* [Обязательное задание 1]
Перепишите все строки записей нумерованным списком, опустив пустые строки. Изображения в ответ не включайте.

------ Приводимый отрывок ------

Поэма Данте объемлет всю Вселенную, от ее средоточия, где в ледяное озеро преисподней вмерз трехликий Люцифер («Ад» XXXIV), до лучезарного Эмпирея, обители Триединого Божества («Рай» XXX–XXXIII). Она объемлет все времена, от предвечности, предшествующей сотворению мира («Рай» XXIX, 16), до той поры, когда «замкнется дверь времен грядущих» («Ад» X, 107) и снова настанет безвременная вечность. В ней изложена вся летопись человеческого рода. Поэт встречает на своем пути Адама и Еву, искупленных и спасенных, героев, мудрецов и чудищ языческой древности, грешников и праведников христианской эры и среди них множество «латинян», своих земляков, населявших города и замки Италии.

 

В своей поэме Данте творит суд над современностью, излагает учение об идеальном общественном строе, говорит как политик, богослов, моралист, философ, историк, физиолог, психолог, астроном.

 

И надо всем главенствует тема его личной судьбы. Данте повествует о себе как о величайшем среди избранников. Ему открылись тайны, запретные для смертных взоров. И та Беатриче, которую он любил, преображается в Высшую Мудрость, озаряющую людей, она царит над мистической процессией в Земном Раю, и в небесах ее приветствуют святые.

 

Мощным чувством независимости проникнута «Божественная Комедия» от первой терцины до последней. Данте прежде всего ведет речь о себе. И суд над человечеством творит он сам. Он сам распределяет души между Адом, Чистилищем и Раем, сам обрекает на вечные муки и вечное блаженство. Но и там, где, по признанным им законам, возмездие справедливо, он, встречаясь с осужденными, не скрывает своего свободного к ним отношения. Самые разнородные чувства вызывают они в нем: сострадание, почтительную нежность, преклонение перед душевным величием, ненависть, презрение, насмешку. И для средневекового читателя такой повстречавшийся Данте грешник был или вдвойне наказан, или нравственно возвеличен.

 

Не только умерших судит Данте. Устами обитателей загробного мира он произносит хулу и хвалу своим современникам или же сам, прерывая рассказ, обращает гневное слово к живым, к императору Альберту, к Папе Иоанну, к Италии, к Флоренции, к другим городам, изобличая недостойных. Наибольшее негодование он обрушивает на главную виновницу всеобщего бедствия, римскую церковь, и на ее недостойных пап, которые своей

 

алчностью растлили христиан,

Топча благих и вознося греховных.

 

(«Ад» XIX, 104–105)

------

* [Обязательное задание 2]
Напечатайте без изменений фрагмент текста о поэме Данте от слов «Поэма Данте объемлет» до слов «и замки Италии.» включительно.

------ Входные записи ------

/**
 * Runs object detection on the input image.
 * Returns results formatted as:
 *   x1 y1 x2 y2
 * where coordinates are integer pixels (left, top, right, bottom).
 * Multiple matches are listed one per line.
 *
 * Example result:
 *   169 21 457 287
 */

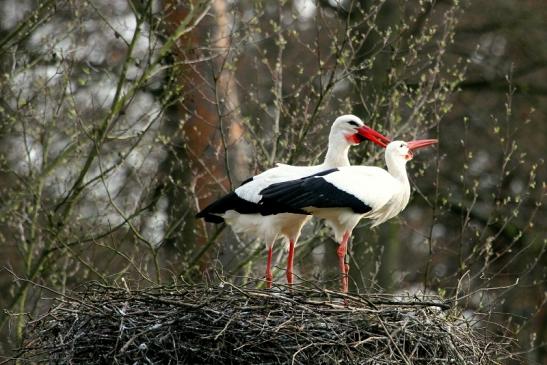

------

* [Образец ответа 1]
1. /**
2.  * Runs object detection on the input image.
3.  * Returns results formatted as:
4.  *   x1 y1 x2 y2
5.  * where coordinates are integer pixels (left, top, right, bottom).
6.  * Multiple matches are listed one per line.
7.  *
8.  * Example result:
9.  *   169 21 457 287
10.  */

* [Образец ответа 2]
Поэма Данте объемлет всю Вселенную, от ее средоточия, где в ледяное озеро преисподней вмерз трехликий Люцифер («Ад» XXXIV), до лучезарного Эмпирея, обители Триединого Божества («Рай» XXX–XXXIII). Она объемлет все времена, от предвечности, предшествующей сотворению мира («Рай» XXIX, 16), до той поры, когда «замкнется дверь времен грядущих» («Ад» X, 107) и снова настанет безвременная вечность. В ней изложена вся летопись человеческого рода. Поэт встречает на своем пути Адама и Еву, искупленных и спасенных, героев, мудрецов и чудищ языческой древности, грешников и праведников христианской эры и среди них множество «латинян», своих земляков, населявших города и замки Италии.